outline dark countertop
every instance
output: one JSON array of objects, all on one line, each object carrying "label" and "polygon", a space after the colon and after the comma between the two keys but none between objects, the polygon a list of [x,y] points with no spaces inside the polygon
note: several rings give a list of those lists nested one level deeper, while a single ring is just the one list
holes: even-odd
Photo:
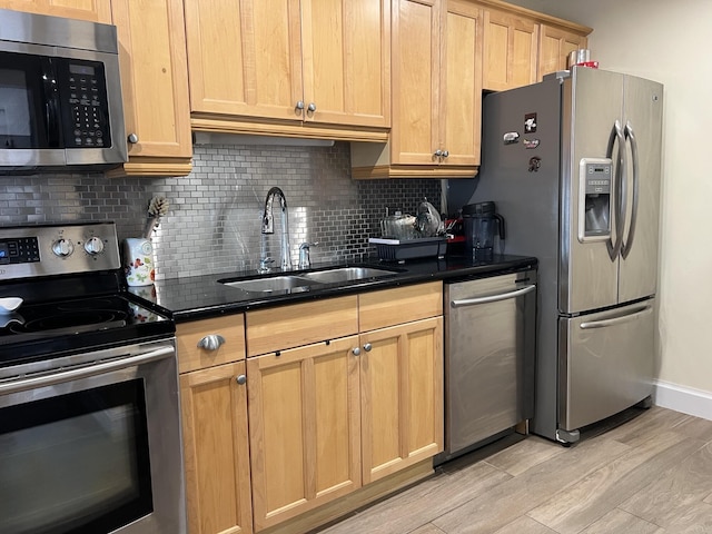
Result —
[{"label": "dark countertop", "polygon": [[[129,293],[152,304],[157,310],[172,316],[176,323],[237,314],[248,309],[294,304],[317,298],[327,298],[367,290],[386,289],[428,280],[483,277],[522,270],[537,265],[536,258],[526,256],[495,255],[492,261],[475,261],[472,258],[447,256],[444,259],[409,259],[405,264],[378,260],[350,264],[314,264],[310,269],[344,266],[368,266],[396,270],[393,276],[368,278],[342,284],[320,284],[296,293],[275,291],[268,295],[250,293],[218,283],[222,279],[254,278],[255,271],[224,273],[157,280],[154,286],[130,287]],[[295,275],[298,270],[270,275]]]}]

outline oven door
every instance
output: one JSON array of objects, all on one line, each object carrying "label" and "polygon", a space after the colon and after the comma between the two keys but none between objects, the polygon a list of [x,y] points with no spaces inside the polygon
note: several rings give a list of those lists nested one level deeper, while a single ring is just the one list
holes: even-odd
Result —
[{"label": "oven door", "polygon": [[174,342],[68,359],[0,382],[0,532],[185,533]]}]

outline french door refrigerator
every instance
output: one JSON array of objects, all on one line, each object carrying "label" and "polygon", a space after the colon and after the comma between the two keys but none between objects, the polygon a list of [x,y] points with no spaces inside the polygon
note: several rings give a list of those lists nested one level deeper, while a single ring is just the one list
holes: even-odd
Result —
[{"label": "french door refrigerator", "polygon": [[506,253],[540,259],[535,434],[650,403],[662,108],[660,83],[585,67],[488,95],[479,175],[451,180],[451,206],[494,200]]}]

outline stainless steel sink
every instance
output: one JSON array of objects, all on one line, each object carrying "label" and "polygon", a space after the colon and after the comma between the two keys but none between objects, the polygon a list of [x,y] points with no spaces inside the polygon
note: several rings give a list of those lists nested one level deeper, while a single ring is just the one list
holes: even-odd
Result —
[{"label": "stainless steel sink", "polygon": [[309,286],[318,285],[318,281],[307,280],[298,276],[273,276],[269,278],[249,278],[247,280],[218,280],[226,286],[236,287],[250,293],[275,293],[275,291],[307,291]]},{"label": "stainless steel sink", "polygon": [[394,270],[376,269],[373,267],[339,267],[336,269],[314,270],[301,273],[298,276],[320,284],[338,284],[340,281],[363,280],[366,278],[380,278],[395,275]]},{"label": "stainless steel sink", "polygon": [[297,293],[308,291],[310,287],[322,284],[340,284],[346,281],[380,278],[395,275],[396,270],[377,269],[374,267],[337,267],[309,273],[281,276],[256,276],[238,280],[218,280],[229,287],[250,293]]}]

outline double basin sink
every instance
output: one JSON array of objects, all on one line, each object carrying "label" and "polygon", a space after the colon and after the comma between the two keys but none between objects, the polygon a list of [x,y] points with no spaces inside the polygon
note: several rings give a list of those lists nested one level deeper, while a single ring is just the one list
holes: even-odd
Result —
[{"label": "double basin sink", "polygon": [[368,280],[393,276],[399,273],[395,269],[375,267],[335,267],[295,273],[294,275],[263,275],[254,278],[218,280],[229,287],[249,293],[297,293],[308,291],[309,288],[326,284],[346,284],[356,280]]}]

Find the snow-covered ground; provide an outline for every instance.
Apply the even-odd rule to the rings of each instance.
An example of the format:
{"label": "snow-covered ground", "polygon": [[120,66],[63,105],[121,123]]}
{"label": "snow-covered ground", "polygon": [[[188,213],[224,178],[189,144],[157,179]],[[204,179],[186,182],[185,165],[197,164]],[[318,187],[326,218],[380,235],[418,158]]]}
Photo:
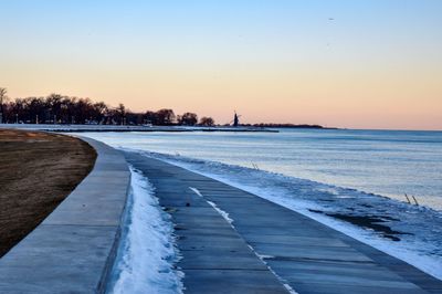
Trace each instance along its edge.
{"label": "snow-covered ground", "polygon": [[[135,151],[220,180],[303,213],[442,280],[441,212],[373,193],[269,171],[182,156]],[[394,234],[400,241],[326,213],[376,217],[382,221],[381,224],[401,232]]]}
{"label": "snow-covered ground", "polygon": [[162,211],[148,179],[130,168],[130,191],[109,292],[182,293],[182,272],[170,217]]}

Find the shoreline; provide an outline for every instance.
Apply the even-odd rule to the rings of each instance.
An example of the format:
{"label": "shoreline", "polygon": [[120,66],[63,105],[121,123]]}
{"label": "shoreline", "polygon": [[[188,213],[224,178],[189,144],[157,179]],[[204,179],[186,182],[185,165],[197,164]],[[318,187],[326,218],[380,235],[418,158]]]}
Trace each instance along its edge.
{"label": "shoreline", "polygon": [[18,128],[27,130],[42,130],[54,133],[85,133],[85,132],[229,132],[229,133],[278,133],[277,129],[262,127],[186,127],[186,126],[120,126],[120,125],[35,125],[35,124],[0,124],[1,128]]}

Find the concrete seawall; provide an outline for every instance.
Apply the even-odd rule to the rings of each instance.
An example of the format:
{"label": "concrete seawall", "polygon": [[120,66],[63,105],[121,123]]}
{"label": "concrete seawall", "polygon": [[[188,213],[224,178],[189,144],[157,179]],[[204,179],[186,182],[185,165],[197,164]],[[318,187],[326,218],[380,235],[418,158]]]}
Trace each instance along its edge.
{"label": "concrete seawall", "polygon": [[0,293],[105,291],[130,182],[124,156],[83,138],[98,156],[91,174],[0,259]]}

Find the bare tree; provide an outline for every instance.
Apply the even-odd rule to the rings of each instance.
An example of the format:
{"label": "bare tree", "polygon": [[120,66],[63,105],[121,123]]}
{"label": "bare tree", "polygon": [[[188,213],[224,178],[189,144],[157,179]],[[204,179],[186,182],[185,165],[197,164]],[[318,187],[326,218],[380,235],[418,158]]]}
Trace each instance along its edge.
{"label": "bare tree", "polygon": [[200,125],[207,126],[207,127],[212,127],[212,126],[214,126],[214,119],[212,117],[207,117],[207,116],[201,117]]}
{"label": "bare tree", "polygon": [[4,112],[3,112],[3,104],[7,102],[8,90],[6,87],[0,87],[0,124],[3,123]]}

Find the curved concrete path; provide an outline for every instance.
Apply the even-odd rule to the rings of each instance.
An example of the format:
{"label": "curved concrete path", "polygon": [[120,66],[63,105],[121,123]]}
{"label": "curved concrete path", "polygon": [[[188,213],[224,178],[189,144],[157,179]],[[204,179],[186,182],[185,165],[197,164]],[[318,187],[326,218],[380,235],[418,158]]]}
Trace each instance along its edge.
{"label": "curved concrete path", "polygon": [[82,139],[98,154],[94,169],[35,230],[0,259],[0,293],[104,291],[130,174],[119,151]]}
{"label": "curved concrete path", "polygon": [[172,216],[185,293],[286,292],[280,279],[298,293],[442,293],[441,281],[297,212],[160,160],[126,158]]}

-*-*-

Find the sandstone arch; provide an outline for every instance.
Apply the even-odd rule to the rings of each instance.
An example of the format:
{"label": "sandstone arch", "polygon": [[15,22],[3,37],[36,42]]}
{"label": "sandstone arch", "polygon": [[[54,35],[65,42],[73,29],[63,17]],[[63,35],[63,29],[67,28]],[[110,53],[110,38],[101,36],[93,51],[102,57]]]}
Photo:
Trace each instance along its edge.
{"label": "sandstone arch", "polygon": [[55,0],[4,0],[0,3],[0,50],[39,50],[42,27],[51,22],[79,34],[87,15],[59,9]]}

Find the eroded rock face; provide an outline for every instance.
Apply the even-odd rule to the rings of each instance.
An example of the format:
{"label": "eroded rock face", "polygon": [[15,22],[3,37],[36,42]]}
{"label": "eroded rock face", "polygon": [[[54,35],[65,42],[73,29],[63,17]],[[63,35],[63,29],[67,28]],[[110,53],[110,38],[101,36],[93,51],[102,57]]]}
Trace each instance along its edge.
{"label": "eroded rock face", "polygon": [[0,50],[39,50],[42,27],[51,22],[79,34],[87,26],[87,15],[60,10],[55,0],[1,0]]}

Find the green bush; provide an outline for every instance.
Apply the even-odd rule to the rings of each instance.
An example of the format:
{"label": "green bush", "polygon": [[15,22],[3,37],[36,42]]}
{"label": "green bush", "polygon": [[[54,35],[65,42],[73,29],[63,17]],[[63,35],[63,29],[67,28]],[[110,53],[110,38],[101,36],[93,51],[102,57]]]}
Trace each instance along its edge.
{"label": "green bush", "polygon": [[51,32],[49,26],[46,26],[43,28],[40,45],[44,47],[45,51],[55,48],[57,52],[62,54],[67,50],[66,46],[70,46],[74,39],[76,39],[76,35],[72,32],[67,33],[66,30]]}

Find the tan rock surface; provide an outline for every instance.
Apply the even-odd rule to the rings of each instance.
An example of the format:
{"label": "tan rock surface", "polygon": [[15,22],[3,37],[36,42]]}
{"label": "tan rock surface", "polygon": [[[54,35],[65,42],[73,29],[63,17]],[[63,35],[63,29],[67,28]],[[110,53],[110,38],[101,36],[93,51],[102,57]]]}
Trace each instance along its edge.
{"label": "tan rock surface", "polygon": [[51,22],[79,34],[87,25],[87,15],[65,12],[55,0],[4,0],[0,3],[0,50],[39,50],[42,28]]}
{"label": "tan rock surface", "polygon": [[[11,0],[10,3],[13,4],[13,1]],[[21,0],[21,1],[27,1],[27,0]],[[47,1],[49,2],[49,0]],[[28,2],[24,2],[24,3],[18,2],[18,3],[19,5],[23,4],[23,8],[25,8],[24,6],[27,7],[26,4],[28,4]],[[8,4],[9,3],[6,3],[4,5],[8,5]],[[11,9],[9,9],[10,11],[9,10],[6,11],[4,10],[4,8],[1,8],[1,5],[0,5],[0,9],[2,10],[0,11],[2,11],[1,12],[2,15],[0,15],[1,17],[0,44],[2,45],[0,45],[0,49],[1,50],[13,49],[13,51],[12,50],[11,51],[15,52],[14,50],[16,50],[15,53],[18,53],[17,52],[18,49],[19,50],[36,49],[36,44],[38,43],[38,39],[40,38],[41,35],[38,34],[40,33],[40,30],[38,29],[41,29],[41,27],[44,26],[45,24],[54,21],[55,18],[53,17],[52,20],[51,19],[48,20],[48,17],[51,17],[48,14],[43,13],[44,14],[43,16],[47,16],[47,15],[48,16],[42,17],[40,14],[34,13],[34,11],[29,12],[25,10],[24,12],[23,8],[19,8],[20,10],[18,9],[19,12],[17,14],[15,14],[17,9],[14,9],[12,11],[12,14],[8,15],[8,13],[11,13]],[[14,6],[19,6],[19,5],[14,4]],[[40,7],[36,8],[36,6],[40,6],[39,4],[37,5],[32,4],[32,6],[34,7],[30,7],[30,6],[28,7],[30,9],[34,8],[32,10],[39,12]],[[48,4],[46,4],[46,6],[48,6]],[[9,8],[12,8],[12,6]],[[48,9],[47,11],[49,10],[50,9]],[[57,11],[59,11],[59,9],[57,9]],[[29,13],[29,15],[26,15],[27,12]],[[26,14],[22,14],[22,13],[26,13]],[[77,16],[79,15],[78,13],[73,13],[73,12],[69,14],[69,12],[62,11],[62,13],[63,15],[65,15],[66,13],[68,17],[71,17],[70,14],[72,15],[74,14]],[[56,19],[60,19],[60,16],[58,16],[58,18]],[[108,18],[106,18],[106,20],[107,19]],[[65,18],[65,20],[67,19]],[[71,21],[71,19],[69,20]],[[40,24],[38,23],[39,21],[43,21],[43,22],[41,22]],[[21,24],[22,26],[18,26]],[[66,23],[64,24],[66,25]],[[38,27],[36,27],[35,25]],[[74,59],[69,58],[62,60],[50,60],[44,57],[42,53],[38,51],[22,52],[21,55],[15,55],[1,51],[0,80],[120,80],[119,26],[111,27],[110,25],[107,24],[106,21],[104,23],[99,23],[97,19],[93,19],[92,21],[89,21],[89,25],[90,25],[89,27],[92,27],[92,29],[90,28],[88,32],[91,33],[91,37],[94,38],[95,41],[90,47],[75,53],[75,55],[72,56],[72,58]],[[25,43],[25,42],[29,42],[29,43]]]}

-*-*-

EXERCISE DIRECTIONS
Locate each line in the material above that contains the word "door" and copy those lines out in full.

ANSWER
outline oven door
[{"label": "oven door", "polygon": [[174,342],[68,359],[0,382],[0,532],[185,533]]}]
outline french door refrigerator
[{"label": "french door refrigerator", "polygon": [[506,253],[540,259],[535,434],[650,403],[662,108],[660,83],[585,67],[488,95],[479,175],[451,180],[451,206],[494,200]]}]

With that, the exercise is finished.